> Material for this task
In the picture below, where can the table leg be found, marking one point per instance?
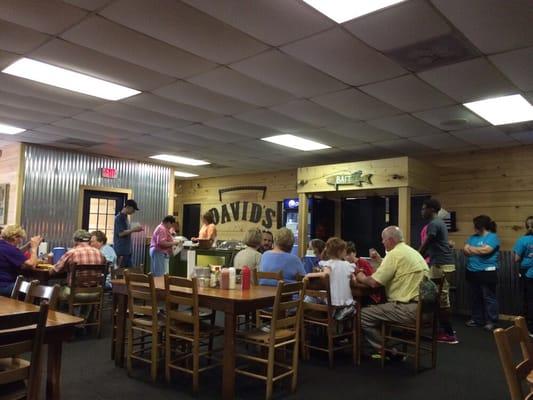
(228, 369)
(53, 371)
(121, 330)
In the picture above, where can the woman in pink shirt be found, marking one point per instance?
(161, 246)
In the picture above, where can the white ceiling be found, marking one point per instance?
(216, 76)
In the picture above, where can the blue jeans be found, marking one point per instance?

> What the task asks
The whole listing above is to be printed exactly; the pictures stay out.

> Result of this task
In the picture below, where can the table leg be found, marking one point per instance?
(228, 369)
(53, 371)
(121, 330)
In the picture above, where can the woman in pink shirt be found, marking one point per instance?
(161, 246)
In the picture above, where can the white ceiling be found, marking one point per instance?
(216, 76)
In the picture above, where can the blue jeans be found, marking one point per instance?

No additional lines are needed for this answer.